==== Page extract ====
Thank you for your time and consideration.

Best regards,

The Authors of Submission 11304

审稿意见

评分: 8置信度: 22024-07-13

This paper proposes several ways to create closer, sparser, and more credible explanations for the SEV, along with two optimizing models. The results of the experiments on various datasets support the paper's claims.

优点

Before reading this paper, I was unfamiliar with the sparse decision field. However, this paper is well-written and enjoyable to read.
I think this paper is quite creative by simultaneously considering closeness, sparsity, and credibility.
The comprehensive experiments address most of the claims they proposed in the introduction section.

缺点

It could be better to provide the complexity analysis and the analysis of time expenditure for different variants of SEV. For example, the computational benefits of using tree-based SEV.

问题

In Table 1, what do the gray numbers represent?
In line 199, there are duplicate "and"s.
====
→ Check your understanding
**A)** Can you restate the paragraph of the review that begins "This paper proposes several ways" more briefly, keeping its main facts?
**B)** Could you repeat the review word for word between "It could be" and "gray numbers represent?", inclusive?
==== Extracted material ====
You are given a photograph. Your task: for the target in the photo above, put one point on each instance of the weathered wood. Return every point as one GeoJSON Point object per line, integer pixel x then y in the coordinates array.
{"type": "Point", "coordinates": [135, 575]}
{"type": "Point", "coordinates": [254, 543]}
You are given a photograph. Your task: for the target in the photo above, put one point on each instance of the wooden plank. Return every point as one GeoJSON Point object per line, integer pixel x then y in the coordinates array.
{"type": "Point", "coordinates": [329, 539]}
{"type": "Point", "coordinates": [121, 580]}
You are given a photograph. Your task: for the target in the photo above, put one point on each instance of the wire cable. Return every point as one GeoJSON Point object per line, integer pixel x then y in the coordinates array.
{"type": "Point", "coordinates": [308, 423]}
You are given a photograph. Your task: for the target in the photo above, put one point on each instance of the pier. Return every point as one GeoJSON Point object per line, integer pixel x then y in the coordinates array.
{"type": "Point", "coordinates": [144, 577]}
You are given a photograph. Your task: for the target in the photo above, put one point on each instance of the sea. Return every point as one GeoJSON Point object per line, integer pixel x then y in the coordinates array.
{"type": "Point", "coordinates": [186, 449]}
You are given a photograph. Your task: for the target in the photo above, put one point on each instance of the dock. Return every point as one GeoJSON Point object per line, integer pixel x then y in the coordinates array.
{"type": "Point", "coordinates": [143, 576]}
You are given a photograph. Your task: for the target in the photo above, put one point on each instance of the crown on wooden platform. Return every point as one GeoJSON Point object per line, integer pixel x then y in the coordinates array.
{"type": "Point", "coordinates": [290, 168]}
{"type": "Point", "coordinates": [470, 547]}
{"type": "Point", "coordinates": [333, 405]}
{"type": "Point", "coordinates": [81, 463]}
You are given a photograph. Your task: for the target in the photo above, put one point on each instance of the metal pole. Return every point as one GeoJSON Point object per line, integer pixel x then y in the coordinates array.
====
→ Solution list
**A)** The paper offers several methods for producing closer, sparser, and more credible SEV explanations, plus two optimizing models, and experiments on various datasets support its claims.

**B)**
It could be better to provide the complexity analysis and the analysis of time expenditure for different variants of SEV. For example, the computational benefits of using tree-based SEV.

问题

In Table 1, what do the gray numbers represent?